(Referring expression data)
★ ★ ★ ★ ★

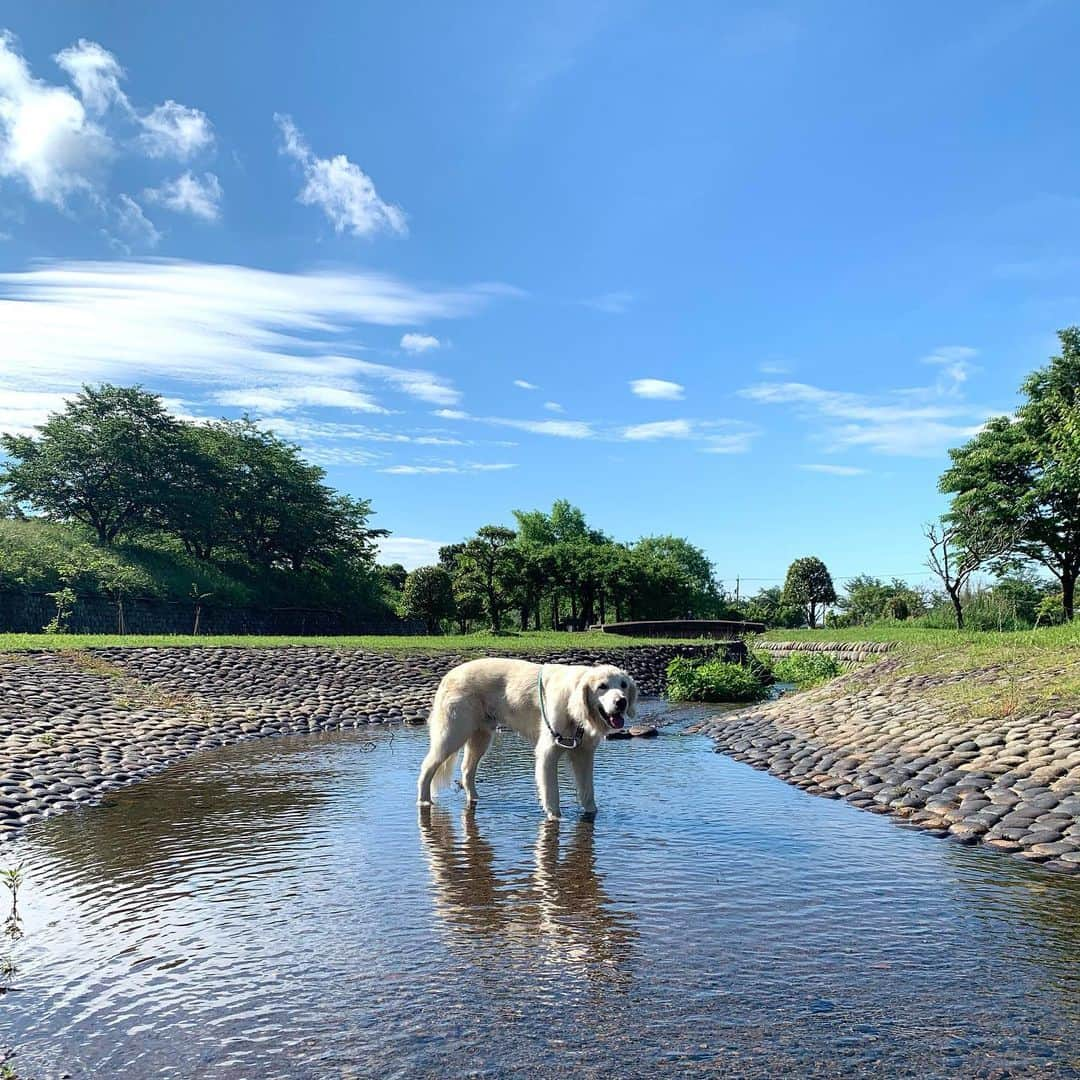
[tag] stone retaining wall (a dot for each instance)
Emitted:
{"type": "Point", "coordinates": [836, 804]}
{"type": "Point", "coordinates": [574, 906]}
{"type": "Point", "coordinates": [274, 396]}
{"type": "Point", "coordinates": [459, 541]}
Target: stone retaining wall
{"type": "Point", "coordinates": [846, 651]}
{"type": "Point", "coordinates": [76, 726]}
{"type": "Point", "coordinates": [28, 612]}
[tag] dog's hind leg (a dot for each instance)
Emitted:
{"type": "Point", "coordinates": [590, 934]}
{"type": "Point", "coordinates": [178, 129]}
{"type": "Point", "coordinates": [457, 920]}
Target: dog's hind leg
{"type": "Point", "coordinates": [477, 743]}
{"type": "Point", "coordinates": [581, 761]}
{"type": "Point", "coordinates": [449, 725]}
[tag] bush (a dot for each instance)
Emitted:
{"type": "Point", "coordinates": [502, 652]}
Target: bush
{"type": "Point", "coordinates": [712, 680]}
{"type": "Point", "coordinates": [805, 669]}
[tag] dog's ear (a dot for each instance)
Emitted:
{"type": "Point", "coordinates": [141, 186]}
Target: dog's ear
{"type": "Point", "coordinates": [579, 706]}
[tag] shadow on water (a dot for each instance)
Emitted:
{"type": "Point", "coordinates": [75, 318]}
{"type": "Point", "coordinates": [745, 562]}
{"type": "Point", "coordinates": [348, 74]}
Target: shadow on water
{"type": "Point", "coordinates": [281, 909]}
{"type": "Point", "coordinates": [562, 905]}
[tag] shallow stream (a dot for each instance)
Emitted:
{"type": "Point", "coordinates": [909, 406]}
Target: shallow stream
{"type": "Point", "coordinates": [280, 908]}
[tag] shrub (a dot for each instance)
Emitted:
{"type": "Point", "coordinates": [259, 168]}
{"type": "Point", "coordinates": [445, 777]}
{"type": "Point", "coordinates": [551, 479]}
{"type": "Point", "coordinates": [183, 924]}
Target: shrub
{"type": "Point", "coordinates": [805, 669]}
{"type": "Point", "coordinates": [712, 680]}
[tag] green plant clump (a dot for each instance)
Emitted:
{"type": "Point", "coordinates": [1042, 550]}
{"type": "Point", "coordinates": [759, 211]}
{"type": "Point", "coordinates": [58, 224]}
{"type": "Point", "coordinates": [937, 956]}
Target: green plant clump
{"type": "Point", "coordinates": [805, 669]}
{"type": "Point", "coordinates": [713, 680]}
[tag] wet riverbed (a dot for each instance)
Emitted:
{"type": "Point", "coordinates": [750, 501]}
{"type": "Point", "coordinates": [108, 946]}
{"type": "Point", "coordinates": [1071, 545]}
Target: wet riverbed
{"type": "Point", "coordinates": [280, 908]}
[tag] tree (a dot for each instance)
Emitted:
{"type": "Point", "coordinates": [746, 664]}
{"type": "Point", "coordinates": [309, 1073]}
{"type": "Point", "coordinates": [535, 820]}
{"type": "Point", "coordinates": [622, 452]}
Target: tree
{"type": "Point", "coordinates": [107, 460]}
{"type": "Point", "coordinates": [488, 564]}
{"type": "Point", "coordinates": [959, 548]}
{"type": "Point", "coordinates": [1022, 473]}
{"type": "Point", "coordinates": [809, 584]}
{"type": "Point", "coordinates": [429, 595]}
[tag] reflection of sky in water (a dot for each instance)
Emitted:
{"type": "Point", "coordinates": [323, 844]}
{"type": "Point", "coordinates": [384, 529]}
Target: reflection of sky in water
{"type": "Point", "coordinates": [281, 908]}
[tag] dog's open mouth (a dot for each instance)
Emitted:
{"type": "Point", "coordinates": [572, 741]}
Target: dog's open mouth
{"type": "Point", "coordinates": [615, 720]}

★ ★ ★ ★ ★

Copy the data word for word, no pictures.

_Answer box_.
[tag] stone retaining wall (a dot for each instance)
Emitted:
{"type": "Point", "coordinates": [836, 804]}
{"type": "Point", "coordinates": [574, 906]}
{"type": "Point", "coordinates": [274, 396]}
{"type": "Point", "coordinates": [459, 541]}
Target: stone retaining wall
{"type": "Point", "coordinates": [846, 651]}
{"type": "Point", "coordinates": [76, 726]}
{"type": "Point", "coordinates": [28, 612]}
[tag] dog's hind leg (a dot for each instance)
Emitted:
{"type": "Point", "coordinates": [590, 934]}
{"type": "Point", "coordinates": [178, 129]}
{"type": "Point", "coordinates": [457, 920]}
Target: dog's hind leg
{"type": "Point", "coordinates": [477, 743]}
{"type": "Point", "coordinates": [581, 761]}
{"type": "Point", "coordinates": [449, 725]}
[tag] bush (a dot for each instance)
Emitted:
{"type": "Point", "coordinates": [502, 652]}
Target: bush
{"type": "Point", "coordinates": [712, 680]}
{"type": "Point", "coordinates": [805, 669]}
[tag] dog's ear (a dot for each instance)
Emitted:
{"type": "Point", "coordinates": [141, 186]}
Target: dog's ear
{"type": "Point", "coordinates": [579, 706]}
[tag] shadow on water (a dot for each instance)
Emitted:
{"type": "Point", "coordinates": [75, 318]}
{"type": "Point", "coordinates": [745, 562]}
{"type": "Point", "coordinates": [348, 74]}
Target: shadow on water
{"type": "Point", "coordinates": [281, 909]}
{"type": "Point", "coordinates": [562, 905]}
[tag] shallow stream (a dot for each instance)
Emitted:
{"type": "Point", "coordinates": [909, 406]}
Target: shallow stream
{"type": "Point", "coordinates": [280, 908]}
[tag] shrub (a dot for each instance)
Emitted:
{"type": "Point", "coordinates": [259, 168]}
{"type": "Point", "coordinates": [445, 777]}
{"type": "Point", "coordinates": [551, 479]}
{"type": "Point", "coordinates": [183, 924]}
Target: shrub
{"type": "Point", "coordinates": [805, 669]}
{"type": "Point", "coordinates": [712, 680]}
[tag] green plant clump (a dot for each instance)
Emitted:
{"type": "Point", "coordinates": [1042, 550]}
{"type": "Point", "coordinates": [759, 211]}
{"type": "Point", "coordinates": [58, 224]}
{"type": "Point", "coordinates": [937, 956]}
Target: green plant clump
{"type": "Point", "coordinates": [805, 669]}
{"type": "Point", "coordinates": [713, 680]}
[tag] wet riverbed (a dot for each instance)
Emitted:
{"type": "Point", "coordinates": [750, 501]}
{"type": "Point", "coordinates": [108, 946]}
{"type": "Point", "coordinates": [1071, 545]}
Target: wet riverbed
{"type": "Point", "coordinates": [280, 908]}
[tag] tree (a dot for each instance)
Emitted:
{"type": "Point", "coordinates": [746, 664]}
{"type": "Point", "coordinates": [309, 1073]}
{"type": "Point", "coordinates": [535, 820]}
{"type": "Point", "coordinates": [622, 452]}
Target: tree
{"type": "Point", "coordinates": [107, 460]}
{"type": "Point", "coordinates": [488, 564]}
{"type": "Point", "coordinates": [959, 548]}
{"type": "Point", "coordinates": [1022, 473]}
{"type": "Point", "coordinates": [809, 584]}
{"type": "Point", "coordinates": [429, 595]}
[tag] reflection of sky in water (a dot for each instance)
Emitted:
{"type": "Point", "coordinates": [323, 844]}
{"type": "Point", "coordinates": [384, 529]}
Target: reflection of sky in water
{"type": "Point", "coordinates": [281, 908]}
[tag] dog's open mouth (a dot for each instance)
Emitted:
{"type": "Point", "coordinates": [572, 741]}
Target: dog's open mouth
{"type": "Point", "coordinates": [615, 720]}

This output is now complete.